▶ Brief 1
Rewrite everything from "(a) Each share" down to "of the Corporation." in the preferred stock excerpt, changing "1,000 votes" to "100 votes".
▶ Brief 2
Translate into Spanish this sentence from the preferred stock excerpt: "Accrued but unpaid dividends shall not bear interest."
▶ Brief 3
Decide whether each statement agrees with the preferred stock excerpt, answering yes or no and quoting the words that settle it.
(a) The Board of Directors may set a record date up to 60 days before the dividend payment date.
(b) Each share of Series A Participating Preferred Stock carries 1,000 votes on matters put to a stockholder vote.
(c) Dividends that have accrued but remain unpaid earn interest.

▶ Excerpted text
Accrued but unpaid dividends shall not bear interest. Dividends paid on the
shares of Series A Participating Preferred Stock in an amount less than the
total amount of such dividends at the time accrued and payable on such shares
shall be allocated pro rata on a share-by-share basis among all such shares at
the time outstanding. The Board of Directors may fix a record date for the
determination of holders of shares of Series A Participating Preferred Stock
entitled to receive payment of a dividend or distribution declared thereon,
which record date shall be no more than 30 days prior to the date fixed for the
payment thereof.

            Section 4. Voting Rights. The holders of shares of Series A
Participating Preferred Stock shall have the following voting rights:

                    (a) Each share of Series A Participating Preferred Stock
shall entitle the holder thereof to 1,000 votes on all matters submitted to a
vote of the stockholders of the Corporation.

▶ Stored records
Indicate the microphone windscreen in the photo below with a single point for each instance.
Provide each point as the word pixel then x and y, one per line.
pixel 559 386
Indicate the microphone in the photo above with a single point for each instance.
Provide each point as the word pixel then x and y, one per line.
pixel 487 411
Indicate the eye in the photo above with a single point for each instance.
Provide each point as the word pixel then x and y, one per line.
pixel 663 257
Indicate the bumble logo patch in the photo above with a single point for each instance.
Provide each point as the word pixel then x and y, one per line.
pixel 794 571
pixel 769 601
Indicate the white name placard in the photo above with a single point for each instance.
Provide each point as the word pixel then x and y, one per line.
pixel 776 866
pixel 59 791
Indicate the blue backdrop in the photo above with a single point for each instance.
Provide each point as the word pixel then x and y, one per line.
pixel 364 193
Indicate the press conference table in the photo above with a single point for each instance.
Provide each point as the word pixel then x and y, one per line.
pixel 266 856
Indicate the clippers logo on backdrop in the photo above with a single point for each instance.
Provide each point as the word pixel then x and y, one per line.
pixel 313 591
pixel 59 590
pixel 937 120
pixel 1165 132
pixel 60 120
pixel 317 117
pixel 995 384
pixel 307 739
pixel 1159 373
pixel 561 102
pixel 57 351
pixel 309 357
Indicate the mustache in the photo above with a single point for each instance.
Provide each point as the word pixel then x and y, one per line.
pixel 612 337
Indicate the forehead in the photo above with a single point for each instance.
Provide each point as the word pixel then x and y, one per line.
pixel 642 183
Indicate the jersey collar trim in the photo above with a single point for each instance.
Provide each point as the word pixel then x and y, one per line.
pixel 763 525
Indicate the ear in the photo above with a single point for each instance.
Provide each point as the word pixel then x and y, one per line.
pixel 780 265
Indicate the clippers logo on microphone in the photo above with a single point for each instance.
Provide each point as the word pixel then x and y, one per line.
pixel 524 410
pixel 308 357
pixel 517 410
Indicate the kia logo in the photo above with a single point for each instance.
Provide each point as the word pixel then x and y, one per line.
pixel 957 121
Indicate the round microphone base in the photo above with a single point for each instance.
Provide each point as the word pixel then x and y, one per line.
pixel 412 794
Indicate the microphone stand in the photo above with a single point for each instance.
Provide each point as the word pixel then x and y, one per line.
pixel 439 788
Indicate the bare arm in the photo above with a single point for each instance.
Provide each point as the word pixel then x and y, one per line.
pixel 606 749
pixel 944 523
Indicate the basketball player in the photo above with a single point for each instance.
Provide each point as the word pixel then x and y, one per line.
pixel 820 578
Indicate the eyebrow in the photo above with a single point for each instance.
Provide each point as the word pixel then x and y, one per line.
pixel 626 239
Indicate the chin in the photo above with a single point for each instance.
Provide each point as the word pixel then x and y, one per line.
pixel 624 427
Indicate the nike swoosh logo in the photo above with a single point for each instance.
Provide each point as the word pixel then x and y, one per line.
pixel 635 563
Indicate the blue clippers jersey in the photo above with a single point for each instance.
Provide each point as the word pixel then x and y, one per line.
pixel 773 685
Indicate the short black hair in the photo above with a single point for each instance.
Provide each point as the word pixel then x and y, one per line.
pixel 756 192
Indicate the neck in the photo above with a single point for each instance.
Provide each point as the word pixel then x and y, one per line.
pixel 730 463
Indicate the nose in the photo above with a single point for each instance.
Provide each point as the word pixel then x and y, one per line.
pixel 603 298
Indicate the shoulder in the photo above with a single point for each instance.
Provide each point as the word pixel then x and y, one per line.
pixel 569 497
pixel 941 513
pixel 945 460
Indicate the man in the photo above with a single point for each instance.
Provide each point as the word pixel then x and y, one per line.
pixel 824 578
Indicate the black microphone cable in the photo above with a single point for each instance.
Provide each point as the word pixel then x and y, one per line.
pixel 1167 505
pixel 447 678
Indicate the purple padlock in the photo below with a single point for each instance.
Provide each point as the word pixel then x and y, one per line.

▶ Correct response 1
(a) Each share of Series A Participating Preferred Stock
shall entitle the holder thereof to 100 votes on all matters submitted to a
vote of the stockholders of the Corporation.

▶ Correct response 2
Los dividendos devengados pero no pagados no devengarán intereses.

▶ Correct response 3
(a) No: "which record date shall be no more than 30 days prior to the date fixed for the payment thereof"
(b) Yes: "Each share of Series A Participating Preferred Stock shall entitle the holder thereof to 1,000 votes on all matters submitted to a vote of the stockholders of the Corporation"
(c) No: "Accrued but unpaid dividends shall not bear interest"